[SELECTED EXCERPT]
-------

![[personal profile]](https://www.dreamwidth.org/img/silk/identity/user.png)
Dreamt last night that I was in a high school English class and we were doing a fic exchange as an in-class assignment. The prompts I got (from a girl named Tracy, who I actually did go to high school with) were for SGA and were really long and complicated, the sort of overdetailed story outlines that totally stifle creativity and can't be done as a flashfic anyway because they're too long. I sat there staring at the four or five different prompts, finding it impossible even to pick out a detail to build a story out of, as the clock ticked towards the deadline. (The only detail I remember is that, in the middle of one story about something totally different, it's revealed that Sheppard once won a game show he appeared on.) I had to turn in a blank sheet of paper, and the teacher disapproved. I said I could try to write Tracy a story that night when I went home. I went over to her desk to apologize, and she shrugged and said coolly that she hadn't thought she'd actually get a story out of what she'd put down. I just stood there, fuming, because she'd *known* her prompts were impossible and I was the one getting a zero for it.
So what did I do this morning? Sign up for a ficathon. *headdesk*
I really am worried that I'm not going to be able to write fiction for a very long time -- not because I'm short on time now, but because I'm rusty, and every time I sit down, as has happened most days since the summer, I can imagine what I want on a story-level (A happens, and then B, and there should be X and Y emotions), but the details, the dialogue, the narration, the actual line-by-line story, will not come. I stare at the screen. This frightens me.
Haven't decided yet whether to post a memory today and take tomorrow off (200 comments in two days! Aah!), or skip today and post again tomorrow.
News:
- Got a confirmation email that my application was received and complete. Now must wait until April 1 for the verdict.
Recs:
Pimps:
-
roga is planning a multifandom Purim ficlet/art exchange that sounds like fun. A celebration of Jewish characters, the promise of treats, and the booing of evil viziers -- what's not to like?

-------

[GOAL 1] According to the journal entry, until what date does the writer have to wait for the verdict on the application?
[GOAL 2] Using the journal entry, explain why the writer worries about not being able to write fiction for a very long time.
[GOAL 3] In the journal entry, what things does the writer say will not come when they sit down to write? List them all.
The items that come next are separate from the journal entry.

[MATERIAL PROVIDED]
-------

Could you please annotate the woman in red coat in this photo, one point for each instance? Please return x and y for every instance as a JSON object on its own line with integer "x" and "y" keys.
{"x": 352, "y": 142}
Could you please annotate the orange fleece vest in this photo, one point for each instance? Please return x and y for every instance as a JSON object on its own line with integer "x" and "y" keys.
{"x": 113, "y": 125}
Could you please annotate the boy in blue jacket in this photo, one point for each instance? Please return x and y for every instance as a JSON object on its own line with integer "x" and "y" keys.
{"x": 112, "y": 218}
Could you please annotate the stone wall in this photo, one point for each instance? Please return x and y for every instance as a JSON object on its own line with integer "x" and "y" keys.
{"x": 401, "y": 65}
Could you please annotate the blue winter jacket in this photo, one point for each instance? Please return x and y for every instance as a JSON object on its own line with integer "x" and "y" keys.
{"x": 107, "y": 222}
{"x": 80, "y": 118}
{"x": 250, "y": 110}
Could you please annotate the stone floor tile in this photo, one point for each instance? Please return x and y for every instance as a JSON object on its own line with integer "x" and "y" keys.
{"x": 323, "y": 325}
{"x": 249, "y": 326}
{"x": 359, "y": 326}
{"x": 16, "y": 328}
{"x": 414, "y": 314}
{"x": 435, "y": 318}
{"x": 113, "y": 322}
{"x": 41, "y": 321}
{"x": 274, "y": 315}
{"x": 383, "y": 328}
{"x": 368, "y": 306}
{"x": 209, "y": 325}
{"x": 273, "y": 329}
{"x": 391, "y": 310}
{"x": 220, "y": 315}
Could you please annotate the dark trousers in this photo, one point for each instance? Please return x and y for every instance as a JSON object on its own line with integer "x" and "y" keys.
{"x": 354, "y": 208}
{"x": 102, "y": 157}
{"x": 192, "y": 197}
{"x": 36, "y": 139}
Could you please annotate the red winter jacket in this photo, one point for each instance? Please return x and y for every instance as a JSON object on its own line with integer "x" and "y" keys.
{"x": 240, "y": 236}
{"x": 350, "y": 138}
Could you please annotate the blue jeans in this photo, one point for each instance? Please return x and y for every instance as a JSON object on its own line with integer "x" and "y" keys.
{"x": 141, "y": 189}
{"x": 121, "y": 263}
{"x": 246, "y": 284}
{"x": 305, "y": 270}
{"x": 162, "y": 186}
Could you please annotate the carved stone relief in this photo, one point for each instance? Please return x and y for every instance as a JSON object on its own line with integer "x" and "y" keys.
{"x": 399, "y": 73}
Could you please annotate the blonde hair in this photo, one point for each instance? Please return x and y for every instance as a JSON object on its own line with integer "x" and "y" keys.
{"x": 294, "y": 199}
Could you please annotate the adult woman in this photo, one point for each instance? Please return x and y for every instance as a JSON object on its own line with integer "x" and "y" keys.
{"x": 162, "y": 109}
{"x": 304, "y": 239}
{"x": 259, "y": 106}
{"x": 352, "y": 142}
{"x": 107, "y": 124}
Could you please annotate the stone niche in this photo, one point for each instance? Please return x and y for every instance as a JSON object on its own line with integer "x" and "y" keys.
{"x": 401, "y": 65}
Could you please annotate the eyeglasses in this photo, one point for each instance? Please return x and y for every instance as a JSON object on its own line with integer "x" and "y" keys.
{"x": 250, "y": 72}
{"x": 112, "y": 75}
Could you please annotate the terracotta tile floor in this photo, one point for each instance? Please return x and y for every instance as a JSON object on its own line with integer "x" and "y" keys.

-------

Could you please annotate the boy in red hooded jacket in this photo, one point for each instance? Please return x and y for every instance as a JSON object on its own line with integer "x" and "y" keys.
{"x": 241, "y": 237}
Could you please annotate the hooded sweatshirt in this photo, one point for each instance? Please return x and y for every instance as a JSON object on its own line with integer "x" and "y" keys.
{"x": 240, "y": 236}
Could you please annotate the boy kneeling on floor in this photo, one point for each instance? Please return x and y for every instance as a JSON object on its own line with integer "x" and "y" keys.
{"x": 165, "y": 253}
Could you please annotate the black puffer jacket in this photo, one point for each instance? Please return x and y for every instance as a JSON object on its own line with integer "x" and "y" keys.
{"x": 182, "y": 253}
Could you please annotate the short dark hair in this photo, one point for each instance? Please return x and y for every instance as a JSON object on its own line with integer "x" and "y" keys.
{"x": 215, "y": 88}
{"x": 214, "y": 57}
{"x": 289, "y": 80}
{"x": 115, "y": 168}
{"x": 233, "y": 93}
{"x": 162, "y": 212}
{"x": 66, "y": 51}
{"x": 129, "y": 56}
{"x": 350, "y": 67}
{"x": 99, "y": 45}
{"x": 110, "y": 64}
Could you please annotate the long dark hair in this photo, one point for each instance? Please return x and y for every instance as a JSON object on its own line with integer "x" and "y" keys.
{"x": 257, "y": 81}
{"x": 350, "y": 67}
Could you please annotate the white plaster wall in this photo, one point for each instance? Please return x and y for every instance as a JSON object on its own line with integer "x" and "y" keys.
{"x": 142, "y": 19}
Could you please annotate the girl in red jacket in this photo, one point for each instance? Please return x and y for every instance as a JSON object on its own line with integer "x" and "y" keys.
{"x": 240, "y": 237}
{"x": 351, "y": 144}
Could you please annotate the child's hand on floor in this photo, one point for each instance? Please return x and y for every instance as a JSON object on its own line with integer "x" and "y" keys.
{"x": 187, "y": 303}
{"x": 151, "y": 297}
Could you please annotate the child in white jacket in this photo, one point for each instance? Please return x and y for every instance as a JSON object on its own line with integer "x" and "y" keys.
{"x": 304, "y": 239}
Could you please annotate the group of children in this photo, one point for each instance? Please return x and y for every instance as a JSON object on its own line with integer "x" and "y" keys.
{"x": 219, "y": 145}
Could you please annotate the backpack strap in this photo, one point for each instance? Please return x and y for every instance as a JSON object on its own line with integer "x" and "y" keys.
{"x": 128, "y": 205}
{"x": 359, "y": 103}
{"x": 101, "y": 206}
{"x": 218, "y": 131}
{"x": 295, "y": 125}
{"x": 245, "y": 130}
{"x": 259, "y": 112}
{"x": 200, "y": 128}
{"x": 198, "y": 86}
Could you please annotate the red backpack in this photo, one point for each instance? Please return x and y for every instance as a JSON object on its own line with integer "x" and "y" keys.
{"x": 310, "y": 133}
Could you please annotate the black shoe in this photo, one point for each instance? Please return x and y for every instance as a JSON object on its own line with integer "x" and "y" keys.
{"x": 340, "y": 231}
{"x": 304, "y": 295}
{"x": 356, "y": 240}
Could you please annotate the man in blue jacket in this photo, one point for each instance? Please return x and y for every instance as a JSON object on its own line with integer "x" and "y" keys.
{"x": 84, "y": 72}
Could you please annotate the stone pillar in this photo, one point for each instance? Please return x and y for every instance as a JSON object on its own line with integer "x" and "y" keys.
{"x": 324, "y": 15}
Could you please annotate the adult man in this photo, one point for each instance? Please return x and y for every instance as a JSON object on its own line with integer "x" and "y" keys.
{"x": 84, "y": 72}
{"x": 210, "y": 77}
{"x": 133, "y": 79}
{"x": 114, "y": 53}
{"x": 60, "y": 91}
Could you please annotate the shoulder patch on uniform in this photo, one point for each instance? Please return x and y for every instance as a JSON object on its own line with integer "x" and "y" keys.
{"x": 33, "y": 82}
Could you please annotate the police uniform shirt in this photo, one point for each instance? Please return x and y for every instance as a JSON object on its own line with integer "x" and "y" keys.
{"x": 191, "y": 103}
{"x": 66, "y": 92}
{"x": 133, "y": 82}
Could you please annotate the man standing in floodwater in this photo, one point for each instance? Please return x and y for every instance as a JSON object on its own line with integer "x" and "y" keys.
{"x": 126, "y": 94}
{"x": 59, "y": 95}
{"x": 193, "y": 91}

-------

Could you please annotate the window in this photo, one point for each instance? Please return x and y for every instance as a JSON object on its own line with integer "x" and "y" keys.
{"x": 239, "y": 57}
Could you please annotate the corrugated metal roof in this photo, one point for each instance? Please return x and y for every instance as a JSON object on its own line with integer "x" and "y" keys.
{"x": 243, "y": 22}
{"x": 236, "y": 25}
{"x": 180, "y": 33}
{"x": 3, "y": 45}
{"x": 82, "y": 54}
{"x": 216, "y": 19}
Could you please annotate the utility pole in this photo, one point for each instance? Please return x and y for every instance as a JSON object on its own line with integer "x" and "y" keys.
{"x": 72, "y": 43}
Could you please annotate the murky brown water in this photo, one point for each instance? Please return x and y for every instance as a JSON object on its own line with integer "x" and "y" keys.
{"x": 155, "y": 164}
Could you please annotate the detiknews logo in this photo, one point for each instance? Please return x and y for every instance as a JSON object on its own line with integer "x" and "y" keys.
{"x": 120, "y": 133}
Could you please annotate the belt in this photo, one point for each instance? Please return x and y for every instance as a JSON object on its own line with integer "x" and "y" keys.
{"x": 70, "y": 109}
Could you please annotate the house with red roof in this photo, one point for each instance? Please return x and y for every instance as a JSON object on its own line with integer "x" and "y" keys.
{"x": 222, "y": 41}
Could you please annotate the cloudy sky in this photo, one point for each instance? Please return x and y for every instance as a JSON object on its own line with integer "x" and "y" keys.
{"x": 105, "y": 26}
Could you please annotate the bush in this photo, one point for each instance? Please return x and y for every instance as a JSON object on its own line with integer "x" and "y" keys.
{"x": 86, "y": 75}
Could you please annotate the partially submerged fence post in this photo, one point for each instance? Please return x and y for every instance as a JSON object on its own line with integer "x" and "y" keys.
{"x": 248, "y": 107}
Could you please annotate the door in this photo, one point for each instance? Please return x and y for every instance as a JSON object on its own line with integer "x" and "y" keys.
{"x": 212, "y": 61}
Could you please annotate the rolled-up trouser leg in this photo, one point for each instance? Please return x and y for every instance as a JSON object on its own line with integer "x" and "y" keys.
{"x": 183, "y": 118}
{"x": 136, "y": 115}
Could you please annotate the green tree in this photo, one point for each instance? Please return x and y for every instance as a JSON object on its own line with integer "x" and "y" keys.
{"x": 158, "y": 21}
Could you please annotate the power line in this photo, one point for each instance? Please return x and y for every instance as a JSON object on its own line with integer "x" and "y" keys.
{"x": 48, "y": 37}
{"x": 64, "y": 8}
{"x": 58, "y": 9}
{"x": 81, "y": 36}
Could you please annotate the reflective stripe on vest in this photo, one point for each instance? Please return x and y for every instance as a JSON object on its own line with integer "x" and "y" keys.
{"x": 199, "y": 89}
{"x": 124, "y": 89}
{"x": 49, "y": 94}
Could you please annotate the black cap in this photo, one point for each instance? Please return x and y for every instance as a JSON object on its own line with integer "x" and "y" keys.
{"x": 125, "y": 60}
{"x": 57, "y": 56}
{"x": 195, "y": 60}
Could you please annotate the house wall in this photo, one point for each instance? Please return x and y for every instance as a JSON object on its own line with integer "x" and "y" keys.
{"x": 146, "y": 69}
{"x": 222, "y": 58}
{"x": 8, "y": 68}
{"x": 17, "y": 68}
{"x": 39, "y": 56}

-------

[TASK SOLUTION 1] April 1.

[TASK SOLUTION 2] The writer says the reason isn't a lack of time but being rusty. When they sit down to write, they can picture the story's events and emotions, but the line-by-line writing won't come.

[TASK SOLUTION 3]
- The details
- The dialogue
- The narration
- The actual line-by-line story